> [EXERCISE]:
Substitute "image" for "photograph" everywhere in the records below and give the lines again with every other word unchanged. Leave the pictures out of your answer.

☆ ☆ ☆

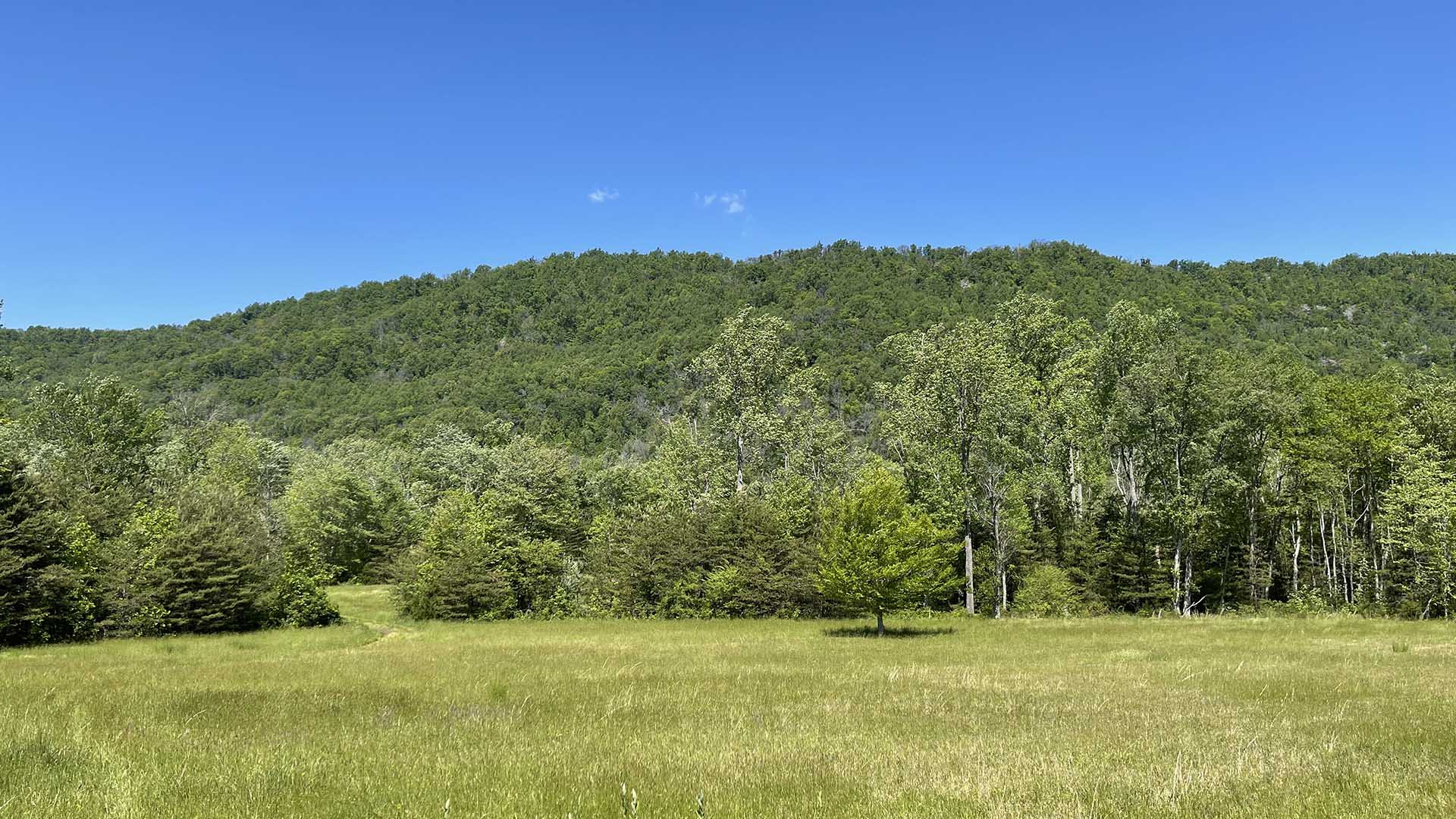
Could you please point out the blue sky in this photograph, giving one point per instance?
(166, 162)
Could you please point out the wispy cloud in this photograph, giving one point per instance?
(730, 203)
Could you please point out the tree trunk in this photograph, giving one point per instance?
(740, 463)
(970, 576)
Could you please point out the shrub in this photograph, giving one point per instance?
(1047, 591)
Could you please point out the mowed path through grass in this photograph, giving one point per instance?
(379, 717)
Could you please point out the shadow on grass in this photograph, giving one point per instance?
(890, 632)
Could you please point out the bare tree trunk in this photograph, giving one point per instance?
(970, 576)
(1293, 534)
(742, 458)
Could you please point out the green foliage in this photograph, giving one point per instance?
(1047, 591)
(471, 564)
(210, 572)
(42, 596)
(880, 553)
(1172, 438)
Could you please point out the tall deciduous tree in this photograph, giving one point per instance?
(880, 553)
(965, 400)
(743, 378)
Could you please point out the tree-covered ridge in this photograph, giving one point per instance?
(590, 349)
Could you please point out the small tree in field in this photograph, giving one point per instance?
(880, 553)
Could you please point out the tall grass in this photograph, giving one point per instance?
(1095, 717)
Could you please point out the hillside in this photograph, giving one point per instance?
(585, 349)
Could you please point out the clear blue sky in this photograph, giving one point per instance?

☆ ☆ ☆

> [RESPONSE]:
Could you please point out the blue sky in this image, giving one point per instance?
(166, 162)
Could you please point out the wispy cloud in this image, giving one point per instance?
(730, 203)
Could you please point out the tree trunk in this image, giving one point per instance?
(740, 463)
(970, 576)
Could you please point out the shrub in this image, giving one point per instance?
(1047, 591)
Could you please point out the mowed path through grass in this image, giving one point per instance?
(379, 717)
Could you please point out the shadow on grass in this image, giving one point per instance?
(890, 632)
Could you please point out the bare tree trunk in this image, giving one point per instance?
(970, 576)
(1293, 534)
(742, 458)
Could you please point out the green foliage in this image, giving one point per instance?
(1047, 591)
(471, 564)
(210, 572)
(42, 596)
(880, 553)
(1172, 438)
Could you please point out the tall deciduous tree in this image, giving one point per instance?
(880, 553)
(965, 400)
(743, 378)
Could you please point out the tree-covered ridge in this image, giving one point per instance?
(590, 349)
Could you please point out the small tree in field in this image, giving one point per instance?
(880, 553)
Could you please point out the tall grass in this image, giving one point per instance?
(1095, 717)
Could you please point out the hillside in this image, giving one point per instance?
(585, 349)
Could you please point out the clear blue sky in this image, giving one point per instance?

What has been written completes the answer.